### BRIEF 1
In the text on null records, which component does the Device record contain after the API is implemented?
### BRIEF 2
Write the next part of the text on null records, picking up right after its final sentence.

### TEXT SECTION
######

More complex applications

As we've just seen, we can use null records like any other type and create complex prototypes with them. We could, for instance, design an application that makes use of many null records, or even have types that depend on or derive from null records. Let's see a simple example:

    
    
    
        
package Many_Devices is type Device is null record; type Device_Config is null record; function Create (Config : Device_Config) return Device is (null record); type Derived_Device is new Device; procedure Process (D : Derived_Device) is null; end Many_Devices;
with Many_Devices; use Many_Devices; procedure Show_Derived_Device is A : Device; B : Derived_Device; C : Device_Config; begin A := Create (Config => C); B := Create (Config => C); Process (B); end Show_Derived_Device;

In this example, the Create function has a null record parameter (of Device_Config type) and returns a null record (of Device type). Also, we derive the Derived_Device type from the Device type. Consequently, Derived_Device is also a null record (since it's derived from a null record). In the Show_Derived_Device procedure, we declare objects of those types (A, B and C) and call primitive subprograms to operate on them.

This example shows that, even though the types we've declared are just null records, they can still be used to represent dependencies in our application.

Implementing the API

Let's focus again on the previous example. After we have an initial prototype, we can start implementing some of the functionality needed for the Device type. For example, we can store information about the current activation state in the record:

    
    
    
        
package Devices is type Device is private; function Create (Active : Boolean) return Device; procedure Reset (D : out Device); procedure Process (D : in out Device); procedure Activate (D : in out Device); procedure Deactivate (D : in out Device); private type Device is record Active : Boolean; end record; end Devices;
with Ada.Text_IO; use Ada.Text_IO; package body Devices is function Create (Active : Boolean) return Device is pragma Unreferenced (Active); begin Put_Line ("Creating device..."); return (Active => Active); end Create; procedure Reset (D : out Device) is pragma Unreferenced (D); begin Put_Line ("Processing on device..."); end Reset; procedure Process (D : in out Device) is pragma Unreferenced (D); begin Put_Line ("Deactivating device..."); end Process; procedure Activate (D : in out Device) is begin Put_Line ("Activating device..."); D.Active := True; end Activate; procedure Deactivate (D : in out Device) is begin Put_Line ("Resetting device..."); D.Active := False; end Deactivate; end Devices;
with Ada.Text_IO; use Ada.Text_IO; with Devices; use Devices; procedure Show_Device is A : Device; begin A := Create (Active => True); Process (A); Deactivate (A); Activate (A); Reset (A); end Show_Device;

Now, the Device record contains an Active component, which is used in the updated versions of Create, Activate and Deactivate.

Note that we haven't done any change to the implementation of the Show_Device procedure: it's still the same application as before. As we've been hinting in the beginning, using null records makes it easy for us to first create a prototype — as we did in the Show_Device procedure — and postpone the API implementation to a later phase of the project.

######

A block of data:

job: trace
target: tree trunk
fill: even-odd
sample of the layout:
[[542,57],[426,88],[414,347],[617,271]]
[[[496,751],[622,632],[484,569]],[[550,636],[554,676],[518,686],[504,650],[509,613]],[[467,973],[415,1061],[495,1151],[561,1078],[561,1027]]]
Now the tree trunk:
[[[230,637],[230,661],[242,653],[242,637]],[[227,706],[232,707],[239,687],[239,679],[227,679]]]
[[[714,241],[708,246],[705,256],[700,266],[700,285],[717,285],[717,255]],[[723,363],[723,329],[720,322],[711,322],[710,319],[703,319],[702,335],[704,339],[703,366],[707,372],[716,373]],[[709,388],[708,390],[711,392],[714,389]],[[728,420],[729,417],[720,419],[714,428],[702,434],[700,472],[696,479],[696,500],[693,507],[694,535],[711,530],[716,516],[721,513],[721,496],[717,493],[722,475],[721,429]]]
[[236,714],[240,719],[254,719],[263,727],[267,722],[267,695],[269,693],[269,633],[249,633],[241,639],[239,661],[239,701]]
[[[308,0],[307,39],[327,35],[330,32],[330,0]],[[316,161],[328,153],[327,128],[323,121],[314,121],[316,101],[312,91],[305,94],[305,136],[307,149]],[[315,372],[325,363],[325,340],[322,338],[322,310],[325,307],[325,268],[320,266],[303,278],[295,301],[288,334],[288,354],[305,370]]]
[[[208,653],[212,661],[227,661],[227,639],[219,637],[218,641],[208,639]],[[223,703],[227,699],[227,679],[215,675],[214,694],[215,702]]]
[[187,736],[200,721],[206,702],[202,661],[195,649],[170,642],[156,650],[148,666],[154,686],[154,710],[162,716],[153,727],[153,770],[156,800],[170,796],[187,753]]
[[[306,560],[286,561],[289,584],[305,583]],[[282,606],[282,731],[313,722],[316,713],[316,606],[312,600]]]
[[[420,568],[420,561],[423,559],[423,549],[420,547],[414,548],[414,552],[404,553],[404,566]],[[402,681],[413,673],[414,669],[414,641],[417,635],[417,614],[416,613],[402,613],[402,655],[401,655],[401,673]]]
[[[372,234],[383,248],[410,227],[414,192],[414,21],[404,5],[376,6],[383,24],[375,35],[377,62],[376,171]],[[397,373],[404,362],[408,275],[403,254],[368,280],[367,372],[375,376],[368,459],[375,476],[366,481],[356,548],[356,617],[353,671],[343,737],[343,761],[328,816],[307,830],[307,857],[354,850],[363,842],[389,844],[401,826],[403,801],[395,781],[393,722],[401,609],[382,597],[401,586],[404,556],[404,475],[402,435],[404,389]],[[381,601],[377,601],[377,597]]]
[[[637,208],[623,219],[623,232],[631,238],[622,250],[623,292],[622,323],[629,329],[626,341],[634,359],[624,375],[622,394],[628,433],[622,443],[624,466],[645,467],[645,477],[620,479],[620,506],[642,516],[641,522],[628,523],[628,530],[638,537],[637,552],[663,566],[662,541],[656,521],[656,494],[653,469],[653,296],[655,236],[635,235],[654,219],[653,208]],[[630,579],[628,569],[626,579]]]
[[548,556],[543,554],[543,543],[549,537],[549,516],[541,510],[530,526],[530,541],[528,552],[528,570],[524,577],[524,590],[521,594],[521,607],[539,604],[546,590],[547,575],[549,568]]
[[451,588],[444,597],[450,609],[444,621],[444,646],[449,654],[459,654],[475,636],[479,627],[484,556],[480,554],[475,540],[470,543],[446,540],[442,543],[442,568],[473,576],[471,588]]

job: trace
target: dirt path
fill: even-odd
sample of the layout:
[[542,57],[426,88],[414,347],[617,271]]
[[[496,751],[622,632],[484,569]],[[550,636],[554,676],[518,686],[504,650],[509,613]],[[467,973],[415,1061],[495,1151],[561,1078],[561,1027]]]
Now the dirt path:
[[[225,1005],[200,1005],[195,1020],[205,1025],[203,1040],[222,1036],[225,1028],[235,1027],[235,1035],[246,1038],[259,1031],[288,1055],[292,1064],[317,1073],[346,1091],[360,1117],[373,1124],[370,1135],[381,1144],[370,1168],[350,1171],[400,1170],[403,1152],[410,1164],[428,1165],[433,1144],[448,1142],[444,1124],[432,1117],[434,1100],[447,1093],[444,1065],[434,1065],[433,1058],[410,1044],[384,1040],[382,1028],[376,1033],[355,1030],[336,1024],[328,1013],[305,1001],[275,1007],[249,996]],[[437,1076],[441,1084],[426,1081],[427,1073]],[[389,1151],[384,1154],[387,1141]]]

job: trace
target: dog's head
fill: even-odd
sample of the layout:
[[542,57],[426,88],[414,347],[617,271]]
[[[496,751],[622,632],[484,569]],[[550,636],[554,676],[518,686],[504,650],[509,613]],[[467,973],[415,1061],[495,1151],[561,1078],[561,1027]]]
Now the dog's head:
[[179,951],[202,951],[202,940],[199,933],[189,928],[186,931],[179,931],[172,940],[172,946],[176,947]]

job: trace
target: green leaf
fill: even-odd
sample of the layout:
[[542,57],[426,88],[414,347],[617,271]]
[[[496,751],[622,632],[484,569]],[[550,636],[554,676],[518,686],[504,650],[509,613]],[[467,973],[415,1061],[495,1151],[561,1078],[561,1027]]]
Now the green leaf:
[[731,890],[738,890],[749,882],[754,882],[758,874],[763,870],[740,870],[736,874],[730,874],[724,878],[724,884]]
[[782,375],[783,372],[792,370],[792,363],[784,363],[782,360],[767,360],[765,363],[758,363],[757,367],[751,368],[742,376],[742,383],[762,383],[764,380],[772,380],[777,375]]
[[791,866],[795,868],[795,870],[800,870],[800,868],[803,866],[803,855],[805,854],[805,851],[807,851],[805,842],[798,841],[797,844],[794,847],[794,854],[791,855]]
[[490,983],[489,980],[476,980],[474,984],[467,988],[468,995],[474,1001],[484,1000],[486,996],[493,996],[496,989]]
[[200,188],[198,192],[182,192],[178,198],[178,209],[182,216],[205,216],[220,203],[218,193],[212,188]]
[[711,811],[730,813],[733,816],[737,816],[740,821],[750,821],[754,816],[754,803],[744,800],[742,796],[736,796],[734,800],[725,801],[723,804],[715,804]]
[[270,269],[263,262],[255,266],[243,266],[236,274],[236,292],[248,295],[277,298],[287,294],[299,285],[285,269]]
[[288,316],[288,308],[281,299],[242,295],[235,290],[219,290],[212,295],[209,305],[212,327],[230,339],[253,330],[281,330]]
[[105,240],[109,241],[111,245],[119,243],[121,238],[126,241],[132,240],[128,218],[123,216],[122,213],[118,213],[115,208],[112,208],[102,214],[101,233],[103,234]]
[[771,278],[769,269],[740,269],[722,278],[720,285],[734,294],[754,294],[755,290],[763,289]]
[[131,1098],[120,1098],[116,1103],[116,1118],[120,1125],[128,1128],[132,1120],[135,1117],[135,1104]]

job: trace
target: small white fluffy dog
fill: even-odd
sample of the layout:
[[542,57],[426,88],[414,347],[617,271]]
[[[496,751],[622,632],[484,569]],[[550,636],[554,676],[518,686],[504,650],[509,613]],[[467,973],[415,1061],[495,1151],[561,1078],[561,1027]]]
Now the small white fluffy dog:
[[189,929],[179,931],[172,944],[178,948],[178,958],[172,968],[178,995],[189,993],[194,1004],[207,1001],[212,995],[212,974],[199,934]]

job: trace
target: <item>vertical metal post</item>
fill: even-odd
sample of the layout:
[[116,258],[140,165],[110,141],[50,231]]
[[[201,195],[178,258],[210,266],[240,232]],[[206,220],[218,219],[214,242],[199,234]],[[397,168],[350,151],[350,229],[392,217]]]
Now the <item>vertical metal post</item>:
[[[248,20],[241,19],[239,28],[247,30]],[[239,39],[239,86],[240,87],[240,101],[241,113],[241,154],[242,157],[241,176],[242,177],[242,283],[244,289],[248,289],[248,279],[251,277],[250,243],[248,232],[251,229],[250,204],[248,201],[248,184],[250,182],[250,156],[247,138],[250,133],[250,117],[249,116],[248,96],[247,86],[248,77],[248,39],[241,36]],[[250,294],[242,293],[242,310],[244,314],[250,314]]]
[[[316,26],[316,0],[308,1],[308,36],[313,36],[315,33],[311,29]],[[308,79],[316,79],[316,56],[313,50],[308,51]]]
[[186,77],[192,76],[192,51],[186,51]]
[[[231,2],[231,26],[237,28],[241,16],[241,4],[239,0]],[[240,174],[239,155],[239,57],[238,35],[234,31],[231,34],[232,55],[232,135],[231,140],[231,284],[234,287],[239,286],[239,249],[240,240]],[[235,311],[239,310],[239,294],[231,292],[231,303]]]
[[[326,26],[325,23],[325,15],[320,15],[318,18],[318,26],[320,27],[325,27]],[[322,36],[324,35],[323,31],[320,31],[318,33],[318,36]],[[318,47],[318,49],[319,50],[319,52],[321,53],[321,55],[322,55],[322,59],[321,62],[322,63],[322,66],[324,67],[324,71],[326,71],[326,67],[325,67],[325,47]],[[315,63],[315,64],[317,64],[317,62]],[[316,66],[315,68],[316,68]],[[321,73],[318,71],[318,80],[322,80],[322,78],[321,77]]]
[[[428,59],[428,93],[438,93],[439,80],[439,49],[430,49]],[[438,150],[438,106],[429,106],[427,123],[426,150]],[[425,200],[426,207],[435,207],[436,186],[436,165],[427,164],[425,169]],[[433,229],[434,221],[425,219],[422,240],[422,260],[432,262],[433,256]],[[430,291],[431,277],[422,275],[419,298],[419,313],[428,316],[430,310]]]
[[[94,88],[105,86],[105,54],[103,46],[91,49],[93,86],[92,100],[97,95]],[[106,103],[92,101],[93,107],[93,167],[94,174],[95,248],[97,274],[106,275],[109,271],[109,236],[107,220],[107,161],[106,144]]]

######

### REPLY 1
An Active component of type Boolean.

### REPLY 2
Tagged null records

A null record may be tagged, as we can see in this example:

    
    
    
        
package Null_Recs is type Tagged_Null_Record is tagged null record; type Abstract_Tagged_Null_Record is abstract tagged null record; end Null_Recs;

As we see in this example, a type can be tagged, or even abstract tagged. We discuss abstract types later on in the course.

As expected, in addition to deriving from tagged types, we can also extend them. For example:

    
    
    
        
package Devices is type Device is private; function Create (Active : Boolean) return Device; type Derived_Device is private; private type Device is tagged null record; function Create (Active : Boolean) return Device is (null record); type Derived_Device is new Device with record Active : Boolean; end record; function Create (Active : Boolean) return Derived_Device is (Active => Active); end Devices;

In this example, we derive Derived_Device from the Device type and extend it with the Active component. (Because we have a type extension, we also need to override the Create function.)

Since we're now introducing elements from object-oriented programming, we could consider using interfaces instead of null records. We'll discuss this topic later on in the course.

Record discriminants

We introduced the topic of record discriminants in the Introduction to Ada course. Also, in a previous chapter, we mentioned that record types with unconstrained discriminants without defaults are indefinite types.

In this section, we discuss a couple of details about record discriminants that we haven't covered yet. Although the discussion will be restricted to record discriminants, keep in mind that tasks and protected types can also have discriminants. We'll focus on discriminants for tasks and protected types in separate chapters.

Todo

Add link to section on task discriminants once it's available.

In addition, discriminants can be used to write per-object expressions. We discuss this topic later in this chapter.

In the Ada Reference Manual

Known and unknown discriminant parts

When it comes to discriminants, a type declaration falls into one of the following three categories: it has either no discriminants at all, known discriminants or unknown discriminants.

In order to have no discriminants, a type simply doesn't have a discriminant part in its declaration. For example:

    
    
    
        
package Show_Discriminants is type T_No_Discr is private; -- ^^^ -- no discriminant part private type T_No_Discr is null record; end Show_Discriminants;

By using parentheses after the type name, we're defining a discriminant part. In this case, the type can either have unknown or known discriminants. For example:

    
    
    
        
package Show_Discriminants is type T_Unknown_Discr (<>) is -- ^^ -- Unknown discriminant private; type T_Known_Discr (D : Integer) is -- ^^^^^^^^^^^ -- Known discriminant private; private type T_Unknown_Discr is null record; type T_Known_Discr (D : Integer) is null record; end Show_Discriminants;

An unknown discriminant part is represented by (<>) in the partial view — this is basically the so-called box notation <> (also known as box compound delimiter) in parentheses. We discuss unknown discriminant parts and their peculiarities later on in this chapter. In this section, we mainly focus on known discriminants.

Todo

Add link to section on unknown discriminant parts once it's available.

We've already seen examples of known discriminants in previous chapters. In simple terms, known discriminants are composed by one or more discriminant specifications, which are similar to subprogram parameters, but without parameter modes. In fact, we can think of discriminants as parameters for a type T, but with the goal of defining specific characteristics or constraints when declaring objects of type T.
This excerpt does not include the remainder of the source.